### YOUR INSTRUCTIONS
The entries below are to be transcribed in full, without their images.

Start of SUPPLIED DATA

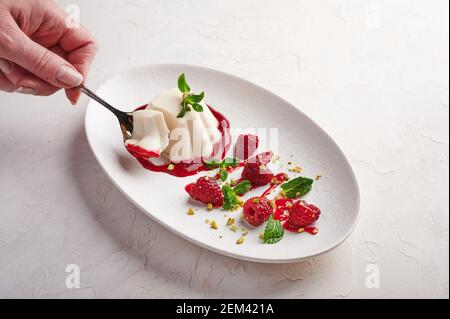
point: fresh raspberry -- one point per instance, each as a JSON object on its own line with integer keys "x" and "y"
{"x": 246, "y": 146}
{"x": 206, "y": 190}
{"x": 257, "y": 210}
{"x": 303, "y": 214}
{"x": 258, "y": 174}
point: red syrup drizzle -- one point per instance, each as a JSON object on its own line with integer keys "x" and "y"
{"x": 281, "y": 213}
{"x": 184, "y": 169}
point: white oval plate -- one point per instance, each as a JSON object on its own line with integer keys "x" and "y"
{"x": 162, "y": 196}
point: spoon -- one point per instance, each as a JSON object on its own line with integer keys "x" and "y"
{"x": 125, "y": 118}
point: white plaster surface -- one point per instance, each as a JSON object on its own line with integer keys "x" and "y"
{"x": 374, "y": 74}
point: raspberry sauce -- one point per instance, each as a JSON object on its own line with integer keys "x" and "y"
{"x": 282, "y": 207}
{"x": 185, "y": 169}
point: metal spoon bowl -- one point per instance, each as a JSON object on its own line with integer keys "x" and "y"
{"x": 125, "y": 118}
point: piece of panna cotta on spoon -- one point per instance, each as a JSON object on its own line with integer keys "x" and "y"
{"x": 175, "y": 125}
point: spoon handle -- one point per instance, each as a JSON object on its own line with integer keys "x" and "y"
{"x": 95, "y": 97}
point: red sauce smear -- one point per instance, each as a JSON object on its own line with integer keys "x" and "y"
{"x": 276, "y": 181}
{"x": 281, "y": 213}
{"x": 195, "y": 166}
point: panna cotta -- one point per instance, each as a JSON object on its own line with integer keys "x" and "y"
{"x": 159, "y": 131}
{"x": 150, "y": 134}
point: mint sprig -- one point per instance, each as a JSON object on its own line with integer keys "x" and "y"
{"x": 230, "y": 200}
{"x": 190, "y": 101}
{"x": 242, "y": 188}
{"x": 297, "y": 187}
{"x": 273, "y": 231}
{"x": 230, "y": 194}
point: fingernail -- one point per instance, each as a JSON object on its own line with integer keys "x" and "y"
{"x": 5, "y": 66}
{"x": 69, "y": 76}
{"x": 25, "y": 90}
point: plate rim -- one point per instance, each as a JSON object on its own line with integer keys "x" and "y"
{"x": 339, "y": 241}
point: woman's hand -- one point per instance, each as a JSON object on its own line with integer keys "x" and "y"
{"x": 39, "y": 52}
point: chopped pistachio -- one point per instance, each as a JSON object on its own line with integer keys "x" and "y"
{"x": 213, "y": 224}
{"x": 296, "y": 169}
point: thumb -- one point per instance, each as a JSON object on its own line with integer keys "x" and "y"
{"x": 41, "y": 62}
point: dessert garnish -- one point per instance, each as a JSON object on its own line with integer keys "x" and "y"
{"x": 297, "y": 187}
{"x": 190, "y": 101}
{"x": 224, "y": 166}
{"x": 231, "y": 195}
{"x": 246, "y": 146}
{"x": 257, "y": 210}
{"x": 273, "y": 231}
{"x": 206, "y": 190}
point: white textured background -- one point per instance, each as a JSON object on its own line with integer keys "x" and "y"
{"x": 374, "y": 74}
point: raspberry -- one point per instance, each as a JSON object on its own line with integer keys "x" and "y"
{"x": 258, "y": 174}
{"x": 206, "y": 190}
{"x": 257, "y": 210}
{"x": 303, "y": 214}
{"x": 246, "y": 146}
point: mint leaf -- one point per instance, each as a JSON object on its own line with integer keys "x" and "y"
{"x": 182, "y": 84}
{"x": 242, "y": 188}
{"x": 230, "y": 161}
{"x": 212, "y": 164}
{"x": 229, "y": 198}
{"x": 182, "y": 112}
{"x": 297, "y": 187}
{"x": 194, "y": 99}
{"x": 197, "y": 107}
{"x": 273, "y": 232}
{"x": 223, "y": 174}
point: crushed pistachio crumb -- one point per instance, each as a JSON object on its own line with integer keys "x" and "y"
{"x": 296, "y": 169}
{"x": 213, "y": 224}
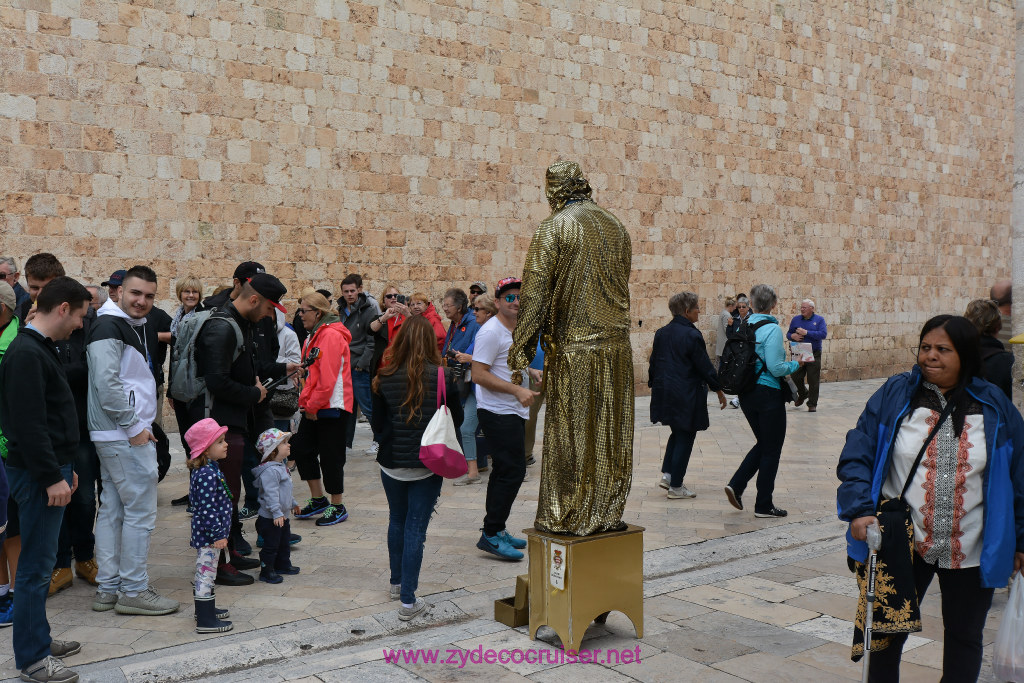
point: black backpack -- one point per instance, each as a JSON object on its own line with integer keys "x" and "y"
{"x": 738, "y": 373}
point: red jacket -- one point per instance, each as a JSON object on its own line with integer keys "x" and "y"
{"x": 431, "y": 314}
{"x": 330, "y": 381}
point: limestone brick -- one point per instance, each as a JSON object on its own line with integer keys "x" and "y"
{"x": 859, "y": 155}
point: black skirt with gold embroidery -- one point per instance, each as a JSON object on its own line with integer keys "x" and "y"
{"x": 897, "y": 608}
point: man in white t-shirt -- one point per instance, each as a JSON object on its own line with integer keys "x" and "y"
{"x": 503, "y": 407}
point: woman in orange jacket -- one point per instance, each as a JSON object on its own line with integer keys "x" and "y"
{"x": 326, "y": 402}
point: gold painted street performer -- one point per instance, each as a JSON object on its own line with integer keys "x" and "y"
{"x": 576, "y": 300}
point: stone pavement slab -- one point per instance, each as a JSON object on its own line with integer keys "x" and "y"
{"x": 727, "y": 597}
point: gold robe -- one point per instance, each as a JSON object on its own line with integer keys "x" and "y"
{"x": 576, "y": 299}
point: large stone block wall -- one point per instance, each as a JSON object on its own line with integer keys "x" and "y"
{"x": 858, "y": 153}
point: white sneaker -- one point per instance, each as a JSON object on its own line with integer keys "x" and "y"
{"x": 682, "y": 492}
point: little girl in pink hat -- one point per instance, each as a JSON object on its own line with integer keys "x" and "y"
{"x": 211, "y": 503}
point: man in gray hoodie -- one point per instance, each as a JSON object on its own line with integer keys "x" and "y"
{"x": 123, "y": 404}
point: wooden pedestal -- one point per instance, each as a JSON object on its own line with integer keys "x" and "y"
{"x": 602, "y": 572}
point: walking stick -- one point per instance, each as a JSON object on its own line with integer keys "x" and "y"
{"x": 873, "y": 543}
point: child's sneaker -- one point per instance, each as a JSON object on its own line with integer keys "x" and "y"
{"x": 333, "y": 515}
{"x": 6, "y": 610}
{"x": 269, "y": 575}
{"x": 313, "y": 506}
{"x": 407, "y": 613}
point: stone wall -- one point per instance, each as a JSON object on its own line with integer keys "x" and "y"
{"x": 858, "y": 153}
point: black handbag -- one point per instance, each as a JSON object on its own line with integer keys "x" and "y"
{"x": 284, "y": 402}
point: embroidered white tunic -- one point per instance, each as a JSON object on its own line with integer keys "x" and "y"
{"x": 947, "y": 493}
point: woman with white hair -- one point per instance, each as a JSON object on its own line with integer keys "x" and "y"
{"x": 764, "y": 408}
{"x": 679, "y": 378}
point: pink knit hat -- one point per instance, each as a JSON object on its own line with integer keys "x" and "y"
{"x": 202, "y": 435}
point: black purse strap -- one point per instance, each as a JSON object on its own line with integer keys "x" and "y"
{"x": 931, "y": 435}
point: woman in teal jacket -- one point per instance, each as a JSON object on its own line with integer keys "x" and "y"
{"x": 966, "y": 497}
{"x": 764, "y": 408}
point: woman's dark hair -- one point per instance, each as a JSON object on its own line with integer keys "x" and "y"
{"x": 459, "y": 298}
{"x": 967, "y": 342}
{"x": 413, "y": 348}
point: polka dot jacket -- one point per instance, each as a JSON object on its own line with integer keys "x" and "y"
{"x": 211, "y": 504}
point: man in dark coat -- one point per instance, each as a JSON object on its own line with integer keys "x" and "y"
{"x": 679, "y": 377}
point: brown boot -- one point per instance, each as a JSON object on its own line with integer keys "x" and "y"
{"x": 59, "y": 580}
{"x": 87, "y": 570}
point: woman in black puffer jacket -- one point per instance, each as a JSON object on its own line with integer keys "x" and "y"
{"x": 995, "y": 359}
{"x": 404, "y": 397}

End of SUPPLIED DATA

### RESPONSE TO THE EXERCISE
point: fresh raspberry -- one point per instance, each as a JSON object on its own line with integer keys "x" and "y"
{"x": 246, "y": 146}
{"x": 206, "y": 190}
{"x": 257, "y": 210}
{"x": 303, "y": 214}
{"x": 258, "y": 174}
point: red syrup drizzle -- one point per instance, each as a JSON object on its own line with integer keys "x" and "y"
{"x": 281, "y": 213}
{"x": 184, "y": 169}
point: white oval plate -- one point per instance, each as a JSON object on its own line with integer keys "x" and "y"
{"x": 162, "y": 196}
point: spoon -- one point per instance, each as a JSON object on its own line with integer keys "x" and "y"
{"x": 125, "y": 118}
point: white plaster surface -- one point per instance, each as a JSON object on its own line with integer keys "x" and "y"
{"x": 374, "y": 74}
point: raspberry sauce -- one point per instance, each as a JSON object on its own line with integer keys "x" and "y"
{"x": 282, "y": 207}
{"x": 185, "y": 169}
point: metal spoon bowl -- one point per instance, each as a JSON object on its own line with integer keys "x" and "y"
{"x": 125, "y": 118}
point: piece of panna cotta on spoon -- one point per instance, each as a JSON object on its own line with integer keys "x" and "y"
{"x": 175, "y": 125}
point: spoon handle -- one point per instance, each as a JSON object on its own line with integer keys "x" and "y"
{"x": 95, "y": 97}
point: red sauce smear -- one point per instance, each as a JSON object on its own line with integer keys "x" and "y"
{"x": 276, "y": 181}
{"x": 281, "y": 213}
{"x": 195, "y": 166}
point: panna cotta -- one point per instance, each as a JSON object on its own line with integer keys "x" and "y"
{"x": 159, "y": 131}
{"x": 150, "y": 134}
point: mint sprig -- one point per instance, each as a JSON object on its own line with integer keys "x" and "y"
{"x": 230, "y": 200}
{"x": 190, "y": 101}
{"x": 242, "y": 188}
{"x": 297, "y": 187}
{"x": 273, "y": 231}
{"x": 230, "y": 194}
point: fingernail -- one point per instance, each as a JSON object on its own line with integer keys "x" and "y"
{"x": 5, "y": 66}
{"x": 69, "y": 76}
{"x": 25, "y": 90}
point: plate rim -- one point per instance, each as a JSON object on its own line with integer keys "x" and "y"
{"x": 339, "y": 241}
point: woman's hand -- one point per instance, each as a JSON object on its own line with integer keys "x" and "y"
{"x": 39, "y": 52}
point: chopped pistachio -- one point per instance, each as a JSON object on its own line with integer keys "x" and "y"
{"x": 213, "y": 224}
{"x": 296, "y": 169}
point: thumb -- one point per instance, each as a JSON object on its own line with integer keys "x" and "y"
{"x": 41, "y": 62}
point: dessert garnish -- one point per instance, each as a JSON object on its own line with integer keys "x" and "y"
{"x": 297, "y": 187}
{"x": 190, "y": 101}
{"x": 224, "y": 166}
{"x": 231, "y": 195}
{"x": 246, "y": 146}
{"x": 257, "y": 210}
{"x": 273, "y": 231}
{"x": 206, "y": 190}
point: white textured background -- one point per instance, each as a JSON object on its own line with integer keys "x" and "y"
{"x": 374, "y": 74}
point: raspberry -- one point per instance, each as a JSON object on its own line with integer keys "x" and "y"
{"x": 258, "y": 174}
{"x": 206, "y": 190}
{"x": 257, "y": 210}
{"x": 303, "y": 214}
{"x": 246, "y": 146}
point: mint leaf -- one point per instance, each as a JSON object on its own line with integer keys "x" and "y"
{"x": 182, "y": 84}
{"x": 242, "y": 188}
{"x": 230, "y": 161}
{"x": 212, "y": 164}
{"x": 229, "y": 198}
{"x": 182, "y": 112}
{"x": 297, "y": 187}
{"x": 194, "y": 99}
{"x": 197, "y": 107}
{"x": 273, "y": 232}
{"x": 223, "y": 174}
point: crushed pistachio crumb -- one point per instance, each as a JSON object on its own line with integer keys "x" and "y"
{"x": 296, "y": 169}
{"x": 213, "y": 224}
point: black backpack -- one point per instance, each as a JSON object on its own line with integer keys "x" and "y"
{"x": 738, "y": 373}
point: red jacket -- one point per instance, each as a JSON object on its own line with integer keys "x" and "y"
{"x": 431, "y": 314}
{"x": 330, "y": 381}
point: limestone brick -- one point per instance, each as a JSON object on its own line with integer keys "x" and "y"
{"x": 859, "y": 155}
point: black skirt with gold embroidery -- one point per instance, each as a JSON object on its own line with integer keys "x" and "y"
{"x": 897, "y": 608}
point: man in white t-shirt -- one point per instance, each as a JSON object on its own line with integer keys "x" and "y"
{"x": 503, "y": 407}
point: woman in orange jacket -- one point per instance, each as a JSON object on its own line with integer keys "x" and "y"
{"x": 326, "y": 402}
point: gold painted street performer -- one point per instance, each as a JSON object on its own line with integer keys "x" and "y"
{"x": 576, "y": 300}
point: stone pavement slab -- one point per instance, each as a JSON object on its own line with integer keys "x" and "y"
{"x": 727, "y": 597}
point: gold robe -- one point per instance, each as a JSON object on its own line with integer keys "x" and "y"
{"x": 576, "y": 299}
point: large stone block wall -- one point per instance, each as a JSON object on its own line with integer keys "x" and "y"
{"x": 858, "y": 153}
point: white sneaker -- one point per instance, each as a JSON object on its own line with integer keys "x" and "y"
{"x": 682, "y": 492}
point: little girl in pink hat -- one point per instance, each as a JSON object on its own line with integer keys "x" and "y"
{"x": 211, "y": 503}
point: man in gray hoodie -- one point per instance, each as a JSON object on its own line with integer keys "x" and "y"
{"x": 123, "y": 404}
point: wooden pedestal -- one point per instance, each as a JSON object on its own line with integer keys "x" and "y"
{"x": 602, "y": 572}
point: walking stick -- one point per instance, each as a JSON object on its own line with integer keys "x" and "y"
{"x": 873, "y": 543}
point: child's sneaker -- one point per instance, each as a JSON object on its own line with integer keys "x" and "y"
{"x": 333, "y": 515}
{"x": 6, "y": 610}
{"x": 269, "y": 575}
{"x": 313, "y": 506}
{"x": 407, "y": 613}
point: stone wall -- one point per instance, each as a JSON object on its own line with integer keys "x" and "y"
{"x": 858, "y": 153}
point: black handbag -- one point per instance, each as a JSON object on its own line with integer keys "x" and "y"
{"x": 284, "y": 402}
point: embroidered white tunic -- one point per instance, each as a JSON object on its own line with integer keys "x" and "y"
{"x": 947, "y": 493}
point: woman with white hair -- one point per instance, each as a JSON object on its own line with integer keys "x" and "y"
{"x": 764, "y": 408}
{"x": 679, "y": 378}
point: pink knit hat -- one point per instance, each as a JSON object on its own line with integer keys "x" and "y"
{"x": 202, "y": 435}
point: black purse strap -- one point per instance, each as a JSON object on its own line with integer keys "x" and "y"
{"x": 931, "y": 435}
point: woman in teal jacket -- one point per instance, each as a JSON object on its own line with integer keys "x" and "y"
{"x": 966, "y": 497}
{"x": 764, "y": 408}
point: woman's dark hair -- one point per instance, each as a JSON object on its own line with integer keys "x" and "y"
{"x": 459, "y": 298}
{"x": 967, "y": 342}
{"x": 413, "y": 348}
point: polka dot jacket -- one point per instance, each as a JSON object on its own line with integer keys "x" and "y"
{"x": 211, "y": 504}
point: man in dark coat -- one point per instance, each as a JSON object on its own line with integer keys "x" and "y"
{"x": 679, "y": 377}
point: brown boot -- one point per instance, each as a JSON object on its own line with integer keys "x" and "y"
{"x": 59, "y": 580}
{"x": 87, "y": 570}
point: woman in black puffer jacket -- one point per instance, each as a JSON object on its own line with integer keys "x" and "y"
{"x": 995, "y": 359}
{"x": 404, "y": 397}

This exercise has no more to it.